Instructions for the task → Please repeat all of the lines that follow, exactly as written.

Material shown →
## begin

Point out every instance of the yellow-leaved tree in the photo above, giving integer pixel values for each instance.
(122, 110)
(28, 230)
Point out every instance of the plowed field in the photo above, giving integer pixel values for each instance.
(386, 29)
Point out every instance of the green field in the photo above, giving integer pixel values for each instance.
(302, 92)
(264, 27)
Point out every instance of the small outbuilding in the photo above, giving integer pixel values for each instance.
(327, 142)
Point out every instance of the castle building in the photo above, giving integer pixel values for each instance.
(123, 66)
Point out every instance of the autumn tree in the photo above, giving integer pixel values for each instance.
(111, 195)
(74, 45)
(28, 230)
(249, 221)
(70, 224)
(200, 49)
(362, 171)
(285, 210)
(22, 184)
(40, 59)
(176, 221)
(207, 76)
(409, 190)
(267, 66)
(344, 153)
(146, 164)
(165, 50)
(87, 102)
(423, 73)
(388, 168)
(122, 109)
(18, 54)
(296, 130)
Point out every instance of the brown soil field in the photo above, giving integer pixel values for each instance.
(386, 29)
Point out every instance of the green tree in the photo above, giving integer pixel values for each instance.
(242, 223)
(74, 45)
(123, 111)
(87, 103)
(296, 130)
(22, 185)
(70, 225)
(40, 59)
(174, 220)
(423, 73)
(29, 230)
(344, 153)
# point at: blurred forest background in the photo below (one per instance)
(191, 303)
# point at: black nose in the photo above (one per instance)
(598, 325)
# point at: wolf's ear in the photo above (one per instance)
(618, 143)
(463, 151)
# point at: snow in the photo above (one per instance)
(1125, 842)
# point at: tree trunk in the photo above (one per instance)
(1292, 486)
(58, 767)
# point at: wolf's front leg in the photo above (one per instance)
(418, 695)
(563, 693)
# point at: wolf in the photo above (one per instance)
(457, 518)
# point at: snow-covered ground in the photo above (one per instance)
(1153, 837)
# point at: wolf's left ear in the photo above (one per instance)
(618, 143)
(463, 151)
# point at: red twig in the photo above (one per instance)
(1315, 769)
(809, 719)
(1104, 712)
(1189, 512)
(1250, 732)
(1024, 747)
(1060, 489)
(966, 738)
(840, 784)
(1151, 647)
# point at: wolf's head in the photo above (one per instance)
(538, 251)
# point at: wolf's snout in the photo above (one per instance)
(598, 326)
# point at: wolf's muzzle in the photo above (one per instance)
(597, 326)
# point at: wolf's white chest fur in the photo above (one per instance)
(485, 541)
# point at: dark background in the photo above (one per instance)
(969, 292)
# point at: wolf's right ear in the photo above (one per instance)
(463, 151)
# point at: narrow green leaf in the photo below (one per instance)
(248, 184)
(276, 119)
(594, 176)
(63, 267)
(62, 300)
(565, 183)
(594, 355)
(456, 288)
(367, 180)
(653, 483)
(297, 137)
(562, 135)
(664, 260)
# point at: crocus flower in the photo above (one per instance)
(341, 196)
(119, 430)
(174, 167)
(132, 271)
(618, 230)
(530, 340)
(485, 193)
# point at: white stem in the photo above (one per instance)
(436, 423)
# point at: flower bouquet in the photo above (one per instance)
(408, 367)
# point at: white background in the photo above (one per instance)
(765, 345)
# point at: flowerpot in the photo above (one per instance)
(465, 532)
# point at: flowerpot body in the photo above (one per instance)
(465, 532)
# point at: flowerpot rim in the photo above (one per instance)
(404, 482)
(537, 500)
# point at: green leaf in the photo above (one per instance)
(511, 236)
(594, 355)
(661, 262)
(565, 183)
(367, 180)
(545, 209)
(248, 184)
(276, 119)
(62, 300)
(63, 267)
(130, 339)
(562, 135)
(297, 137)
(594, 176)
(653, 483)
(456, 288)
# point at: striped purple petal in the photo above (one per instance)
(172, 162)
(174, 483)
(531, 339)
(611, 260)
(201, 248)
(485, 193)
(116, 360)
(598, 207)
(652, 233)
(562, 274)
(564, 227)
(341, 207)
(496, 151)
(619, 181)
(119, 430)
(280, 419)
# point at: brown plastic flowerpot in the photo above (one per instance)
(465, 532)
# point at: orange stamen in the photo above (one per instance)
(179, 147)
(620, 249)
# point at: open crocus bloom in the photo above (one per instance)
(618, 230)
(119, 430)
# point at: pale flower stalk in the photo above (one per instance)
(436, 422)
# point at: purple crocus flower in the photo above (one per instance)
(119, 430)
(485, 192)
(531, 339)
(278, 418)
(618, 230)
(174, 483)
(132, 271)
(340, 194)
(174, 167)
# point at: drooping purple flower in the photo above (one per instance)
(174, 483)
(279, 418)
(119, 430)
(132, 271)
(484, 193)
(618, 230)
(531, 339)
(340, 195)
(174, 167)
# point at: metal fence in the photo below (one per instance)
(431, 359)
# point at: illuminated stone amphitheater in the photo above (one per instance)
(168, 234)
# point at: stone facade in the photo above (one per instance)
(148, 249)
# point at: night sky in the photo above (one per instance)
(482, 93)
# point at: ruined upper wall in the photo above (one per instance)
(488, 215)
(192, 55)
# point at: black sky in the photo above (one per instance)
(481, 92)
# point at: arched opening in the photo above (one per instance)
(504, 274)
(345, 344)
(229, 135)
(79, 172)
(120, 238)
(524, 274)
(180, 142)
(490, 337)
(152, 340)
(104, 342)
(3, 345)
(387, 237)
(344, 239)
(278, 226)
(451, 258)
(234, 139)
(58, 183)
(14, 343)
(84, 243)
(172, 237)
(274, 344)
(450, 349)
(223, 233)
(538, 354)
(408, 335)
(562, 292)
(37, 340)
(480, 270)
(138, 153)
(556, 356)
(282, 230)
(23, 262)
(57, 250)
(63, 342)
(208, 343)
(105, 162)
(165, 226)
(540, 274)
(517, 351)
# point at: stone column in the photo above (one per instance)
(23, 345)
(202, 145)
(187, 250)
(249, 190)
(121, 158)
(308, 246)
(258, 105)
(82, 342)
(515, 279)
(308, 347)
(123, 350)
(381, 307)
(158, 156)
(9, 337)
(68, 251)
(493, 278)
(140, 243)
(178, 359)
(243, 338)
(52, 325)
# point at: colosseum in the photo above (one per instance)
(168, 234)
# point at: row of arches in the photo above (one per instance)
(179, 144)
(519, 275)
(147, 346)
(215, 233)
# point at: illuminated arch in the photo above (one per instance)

## end

Answer to this task →
Point out every instance of the yellow-leaved tree in the photo above, giving integer pixel values for each instance.
(122, 110)
(28, 230)
Point out every instance of the plowed field in the photo above, giving integer pixel values for each instance.
(386, 29)
Point out every instance of the green field in the photo above, giving integer pixel values for each instance.
(302, 92)
(264, 27)
Point out every instance of the small outbuilding in the photo above, giving integer pixel values for each instance.
(327, 142)
Point out every instance of the castle building in the photo above, giving integer pixel values for each instance.
(123, 66)
Point out every instance of the autumn tree in the photo above, giving integer pixel values for each instance.
(111, 195)
(74, 45)
(28, 230)
(249, 221)
(70, 224)
(200, 49)
(362, 171)
(285, 210)
(22, 184)
(40, 59)
(176, 221)
(207, 76)
(409, 190)
(267, 66)
(344, 153)
(146, 164)
(165, 50)
(87, 102)
(423, 73)
(388, 168)
(122, 109)
(18, 54)
(296, 130)
Point out every instance of the brown soil field in the photo above, giving integer pixel values for each instance.
(386, 29)
Point out every instance of the green tree in the photo above, giving integer pixel values for each instance.
(242, 223)
(74, 45)
(123, 111)
(87, 103)
(296, 130)
(22, 185)
(70, 225)
(40, 59)
(174, 220)
(423, 73)
(29, 230)
(344, 153)
# point at: blurred forest background in the photo below (one per instance)
(191, 303)
# point at: black nose in the photo above (one per instance)
(598, 325)
# point at: wolf's ear in the photo above (one per instance)
(618, 143)
(463, 151)
# point at: snow in the photo above (one per instance)
(1125, 842)
# point at: tree trunk in the photo above (one per instance)
(1292, 486)
(58, 767)
# point at: wolf's front leg in the photo above (one per instance)
(418, 695)
(563, 693)
# point at: wolf in the photo above (one per instance)
(457, 518)
# point at: snow-covered ground in the photo above (one per instance)
(1153, 837)
# point at: wolf's left ear in the photo above (one per instance)
(618, 143)
(463, 151)
# point at: red twig in the photo above (one per instance)
(1315, 769)
(809, 719)
(1104, 712)
(1189, 512)
(1250, 732)
(1024, 747)
(1060, 489)
(966, 738)
(840, 784)
(1151, 647)
# point at: wolf's head in the photo above (one per instance)
(538, 251)
# point at: wolf's snout in the photo above (one per instance)
(598, 326)
# point at: wolf's muzzle in the photo above (one per instance)
(597, 326)
# point at: wolf's white chest fur in the photo above (one per instance)
(485, 541)
# point at: dark background in the photo above (one per instance)
(969, 292)
# point at: wolf's right ear in the photo above (one per instance)
(463, 151)
# point at: narrow green leaf in the photo below (one per instance)
(248, 184)
(276, 119)
(594, 176)
(63, 267)
(62, 300)
(565, 183)
(594, 355)
(456, 288)
(367, 180)
(653, 483)
(297, 137)
(562, 135)
(664, 260)
# point at: crocus flower in the photo above (one per instance)
(341, 196)
(119, 430)
(174, 167)
(132, 271)
(618, 230)
(530, 340)
(485, 193)
# point at: white stem in the photo above (one per instance)
(436, 423)
# point at: flower bouquet in the photo above (one per instance)
(408, 367)
# point at: white background in the photo above (one per instance)
(765, 345)
# point at: flowerpot in the photo above (one per instance)
(465, 532)
# point at: flowerpot body in the photo above (one per instance)
(465, 532)
# point at: flowerpot rim in the photo above (one per instance)
(404, 482)
(537, 500)
# point at: green leaf in the photo above (one per instance)
(511, 236)
(594, 355)
(661, 262)
(565, 183)
(367, 180)
(545, 209)
(248, 184)
(276, 119)
(62, 300)
(63, 267)
(130, 339)
(562, 135)
(297, 137)
(594, 176)
(653, 483)
(456, 288)
# point at: striped purple petal in the photo above (one per instance)
(172, 162)
(174, 483)
(531, 339)
(611, 260)
(201, 248)
(485, 193)
(116, 360)
(598, 207)
(652, 233)
(562, 274)
(564, 227)
(341, 207)
(496, 151)
(619, 181)
(119, 430)
(280, 419)
# point at: brown plastic flowerpot in the photo above (one per instance)
(465, 532)
# point at: orange stamen in the photo above (one per instance)
(179, 147)
(620, 249)
# point at: open crocus bloom in the photo above (one per instance)
(618, 230)
(119, 430)
# point at: pale flower stalk in the photo above (one per instance)
(436, 422)
# point at: purple crocus flower in the photo above (one per instance)
(119, 430)
(485, 192)
(531, 339)
(278, 418)
(618, 230)
(174, 483)
(132, 271)
(340, 194)
(174, 167)
# point at: drooping purple flower in the photo above (one per instance)
(174, 483)
(279, 418)
(119, 430)
(132, 271)
(484, 193)
(618, 230)
(531, 339)
(340, 195)
(174, 167)
# point at: metal fence in the photo below (one per instance)
(431, 359)
# point at: illuminated stone amphitheater in the photo above (one per instance)
(168, 234)
# point at: stone facade in the photo above (one per instance)
(148, 249)
# point at: night sky in the photo above (one per instance)
(482, 93)
# point at: ruined upper wall in the photo above (one per instance)
(488, 215)
(192, 55)
# point at: black sky in the photo above (one per instance)
(481, 92)
# point at: arched opening in the photo above (one per instance)
(504, 274)
(345, 344)
(229, 135)
(79, 172)
(120, 238)
(524, 274)
(180, 142)
(490, 337)
(152, 340)
(104, 342)
(3, 345)
(387, 237)
(344, 239)
(278, 226)
(451, 258)
(234, 139)
(58, 183)
(14, 343)
(84, 243)
(172, 237)
(274, 344)
(450, 349)
(223, 233)
(538, 354)
(408, 335)
(562, 292)
(37, 340)
(480, 270)
(138, 153)
(556, 356)
(282, 230)
(23, 262)
(57, 250)
(63, 342)
(208, 343)
(105, 162)
(165, 226)
(540, 274)
(517, 351)
# point at: stone column in the photo above (one per instance)
(23, 345)
(202, 145)
(187, 250)
(249, 190)
(121, 158)
(308, 246)
(258, 105)
(82, 342)
(515, 279)
(308, 347)
(123, 350)
(381, 307)
(158, 156)
(9, 337)
(68, 251)
(493, 278)
(140, 243)
(178, 359)
(243, 338)
(52, 325)
# point at: colosseum in the photo above (one per instance)
(168, 234)
# point at: row of arches in the photo above (one per instance)
(179, 144)
(519, 275)
(147, 346)
(215, 233)
# point at: illuminated arch in the photo above (one per instance)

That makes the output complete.